Because  You Asked . . . .

Blue Church as Center of the Community Activities

Faded Paint Gives Name to Church
Christmas was special in the Old Blue Church in Kingston Township.  Louise Cowman remembered in 1913 when she was four years old, there was a tall evergreen tree with real candles and a wonderful fragrance in the church. I'm sure the tree was near a window with a rope tied outside so it could be pulled out if it caught fire. My mother's brother, Russell Duncan, had a candle lighted tree in his house which was beautiful for the hour or so the candles were lit. In addition to the rope, there were buckets of water near the tree for safety. Today we put the trees near windows but electric lights have replaced the candles. If you've seen real candles on an evergreen tree, you know why Cowman remembered it 80 years later.

Louise also remembered she sang "Away in the Manager" as a solo and Santa passed out candy, in boxes shaped like churches, and lovely oranges.  While adults dramatized Bible stories, her mother played the organ and her father played the piano. 

Early settlers in Kingston Township worshiped in log homes and in forest groves until the original log church was built. Soon the walls of the log church were expanded and eventually the frame  Kingston Presbyterian Church was built in 1827.

-=-=-=-=-

WHAT YOU ARE ASKED TO DO -> Write the next part of the piece about the Old Blue Church in Kingston Township, starting after its last sentence. The rows after this point are separate material and have nothing to do with the Blue Church piece.

DATA SHOWN ->
-=-=-=-=-

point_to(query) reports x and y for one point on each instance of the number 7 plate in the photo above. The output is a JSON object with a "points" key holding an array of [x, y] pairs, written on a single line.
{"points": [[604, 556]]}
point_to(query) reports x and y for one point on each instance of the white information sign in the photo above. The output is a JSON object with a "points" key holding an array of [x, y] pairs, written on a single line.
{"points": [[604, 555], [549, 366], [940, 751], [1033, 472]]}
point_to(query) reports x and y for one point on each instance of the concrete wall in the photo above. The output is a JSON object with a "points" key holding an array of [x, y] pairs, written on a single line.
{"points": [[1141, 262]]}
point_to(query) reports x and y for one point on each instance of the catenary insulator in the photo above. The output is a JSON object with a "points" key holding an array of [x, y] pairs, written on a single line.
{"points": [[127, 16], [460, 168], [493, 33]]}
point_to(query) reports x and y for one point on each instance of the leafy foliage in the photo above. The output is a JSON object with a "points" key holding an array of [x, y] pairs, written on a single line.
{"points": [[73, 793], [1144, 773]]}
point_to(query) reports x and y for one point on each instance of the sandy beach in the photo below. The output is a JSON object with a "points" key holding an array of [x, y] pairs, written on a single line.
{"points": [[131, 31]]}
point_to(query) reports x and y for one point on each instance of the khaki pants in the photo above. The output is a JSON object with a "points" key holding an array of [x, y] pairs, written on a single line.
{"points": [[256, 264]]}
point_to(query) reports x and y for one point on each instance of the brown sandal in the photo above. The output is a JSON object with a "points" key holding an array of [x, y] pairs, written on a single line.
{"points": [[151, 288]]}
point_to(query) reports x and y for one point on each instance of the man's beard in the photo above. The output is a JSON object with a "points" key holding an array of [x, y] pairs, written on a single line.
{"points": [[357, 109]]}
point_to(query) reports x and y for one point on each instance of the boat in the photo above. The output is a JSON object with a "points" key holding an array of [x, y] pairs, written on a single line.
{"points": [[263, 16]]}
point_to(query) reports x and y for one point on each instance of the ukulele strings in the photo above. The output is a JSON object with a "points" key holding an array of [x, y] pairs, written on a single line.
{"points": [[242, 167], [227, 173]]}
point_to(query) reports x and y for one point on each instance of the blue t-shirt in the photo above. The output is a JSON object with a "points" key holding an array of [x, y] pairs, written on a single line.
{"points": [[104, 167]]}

-=-=-=-=-

RESPONSE TO THIS EXERCISE ->
Moses Decker, a soldier in the War of 1812 was the architect and builder of the church.  Native cherry, walnut, ash and oak trees were prepared by an upright saw run by a water wheel on the creek.  Massive hand-hewn beams up to 40 feet long and notched for fit formed the frame of the building.  Nails and handmade wooden pegs were used in the construction.  The first pastor, Ahab Jinks, was also credited with starting the first Sunday school and library in the area.

Sun and weather faded the church's stone grey color to a beautiful blue tint.  People began to call it the Blue Church so when it was time for a new paint job it was easily decided to paint the church blue. 

In the late 1830s controversies over church doctrines and the question of slavery caused a number of the members to leave and establish the Kingston-Porter Presbyterian Church near East Liberty.

A bell was added to the Blue Church belfry in 1850.  The inscription on the bell reads, "Cast by C. W. Coffin, Buckeye Bell Foundry, Cinn, O., 1850."

In 1900 the church underwent a major remodeling.  The old straight back pews hand-hewn from black walnut for the original church remained through out the life of the church.  Milo Owen (1892-1989) remembered the two day wagon trip to Columbus to get the beautiful leaded stained-glass windows in 1910.  When they returned the arches were cut above the existing windows to accommodate the stained-glass.  Louise Cowman remembered the sun shining through the stained-glass windows and reflecting back colors on the back of Edna McVey's grey taffeta dress.

Owen was the first to arrive at church to start a fire and heat the building for service.  He was the last to leave as he rang the bells and the congregation drove away.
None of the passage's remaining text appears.